VICTOR VASARELY chez Ann Demeulemeester et Fendi

Cet été, Ann Demeulemeester (1.) dans sa collection homme et Karl Lagerfeld pour la femme de Fendi (2.) évoquent les effets optiques des toiles signées Victor Vasarely (1908-1997). Le pape du Cinétisme (ou Optical Art), très en vogue dans les années 1960 leur fournit un vaste champ de réflexion sur le mouvement, la magie des formes géométriques. Une alchimie froide et ludique à la fois.

MARK ROTHKO chez Alexander McQueen et Raf Simons

En version tie and dye pour la femme de l’été d’Alexander McQueen (2.), cousue de fil chaud pour l’homme de l’hiver de Raf Simons (1.), la référence aux toiles monumentales de Mark Rothko (1903-1970) inocule à ces collections la luminosité veloutée du peintre américain. L’abstraction de Rothko, loin de la gestuelle héroïque de l’Action Painting, trouve son expression dans des recoins plus intimes, moins flamboyants mais tout aussi intenses. L’art sensuel de la contemplation.

CLAUDE MONET chez Balenciaga

Pour la prestigieuse maison espagnole, déjà habituée des citations picturales (on songe aux collections de Cristobal Balenciaga inspirées des maîtres ibères Zurbaran et Goya), son directeur artistique, le Français Nicolas Ghesquière, s’est apparemment laissé éblouir par le travail sur la lumière, la couleur et la matière d’un Claude Monet (1840-1926) alors au faîte de son art : face à cette petite robe matiériste, on pense directement à la série des Nymphéas entamée en 1890 par le peintre impressionniste. Ce dernier vient alors de s’aménager un jardin de plantes rares dans sa maison de Giverny. Climax du  » plein-airisme « , ces toiles vibrionnent à la faveur d’une gestuelle nouvelle et d’une approche de l’instantanéité sacrément moderne.

DAVID HOCKNEY chez Victor & Rolf et Paul Smith

Référence hype de la saison, le peintre et photographe anglais David Hockney (1937) se voit cité dans les collections de Viktor & Rolf (1.) et Paul Smith (2.). Chez ce dernier, c’est l’allure même du dandy du pop art qui fait mode. Un cocktail chic et décalé complètement raccord à la saison. Pour sa part, le tandem néerlandais s’est tout naturellement laissé charmer par  » les couleurs vibrantes, les éléments graphiques effrontés, le tout dans une silhouette au chic affûté « .

[Extraits de données]

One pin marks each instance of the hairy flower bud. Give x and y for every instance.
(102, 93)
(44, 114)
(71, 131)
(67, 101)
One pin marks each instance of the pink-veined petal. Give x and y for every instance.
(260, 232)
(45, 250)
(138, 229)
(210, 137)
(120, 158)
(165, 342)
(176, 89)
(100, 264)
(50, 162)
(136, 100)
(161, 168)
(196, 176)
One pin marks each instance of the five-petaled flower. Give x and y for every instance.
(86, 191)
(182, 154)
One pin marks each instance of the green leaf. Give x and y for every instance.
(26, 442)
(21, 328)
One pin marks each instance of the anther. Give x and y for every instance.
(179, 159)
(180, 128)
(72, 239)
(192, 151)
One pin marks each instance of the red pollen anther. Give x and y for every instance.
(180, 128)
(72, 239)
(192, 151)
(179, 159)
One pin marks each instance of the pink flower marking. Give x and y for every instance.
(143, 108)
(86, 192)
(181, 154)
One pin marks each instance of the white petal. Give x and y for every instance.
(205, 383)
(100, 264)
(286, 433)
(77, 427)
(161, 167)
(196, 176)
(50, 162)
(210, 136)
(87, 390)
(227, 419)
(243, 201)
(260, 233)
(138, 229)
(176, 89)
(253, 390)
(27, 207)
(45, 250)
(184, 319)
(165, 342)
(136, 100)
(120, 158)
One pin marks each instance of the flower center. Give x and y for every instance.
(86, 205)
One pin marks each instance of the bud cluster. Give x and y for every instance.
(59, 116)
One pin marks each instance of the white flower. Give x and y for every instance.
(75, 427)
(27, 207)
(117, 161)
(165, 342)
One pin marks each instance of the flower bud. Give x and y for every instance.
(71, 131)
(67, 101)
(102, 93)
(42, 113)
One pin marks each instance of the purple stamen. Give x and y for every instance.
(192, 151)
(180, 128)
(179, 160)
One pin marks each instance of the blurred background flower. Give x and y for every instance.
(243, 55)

Consigne 1 >> Résume en deux phrases le texte sur les peintres repris par les créateurs de mode.
Consigne 2 >> Poursuis le texte sur les peintres repris par les créateurs de mode, à partir de sa dernière phrase.
Les items ne sont d'aucune utilité ici.

Réponse attendue 1 >> Ann Demeulemeester et Karl Lagerfeld pour Fendi évoquent les effets optiques des toiles de Victor Vasarely, tandis qu'Alexander McQueen et Raf Simons font référence aux toiles monumentales de Mark Rothko. Chez Balenciaga, Nicolas Ghesquière semble s'être laissé éblouir par le travail de Claude Monet, et David Hockney est cité dans les collections de Viktor & Rolf et de Paul Smith.

Réponse attendue 2 >>
DADA chez Ann Demeulemeester

Un vent de douce révolte souffle sur la collection masculine d’Ann Demeulemeester. A la faveur de tee-shirts sur lesquels s’étalent le mot DADA, la styliste belge évoque ce mouvement proto-punk apparu en Europe et aux Etats-Unis en pleine Première Guerre mondiale sous la plume, le pinceau et l’esprit sagace des Tzara, Haussmann et autres Schwitters. L’énergie créatrice que ces nihilistes érudits opposaient à la bienséance bourgeoise à coups de loufoqueries scéniques, de collages cocasses et autres textes dévastateurs ne peut que fasciner une créatrice pour qui le mot  » étriqué  » n’a qu’un sens : celui que ses vêtements ne prennent pas.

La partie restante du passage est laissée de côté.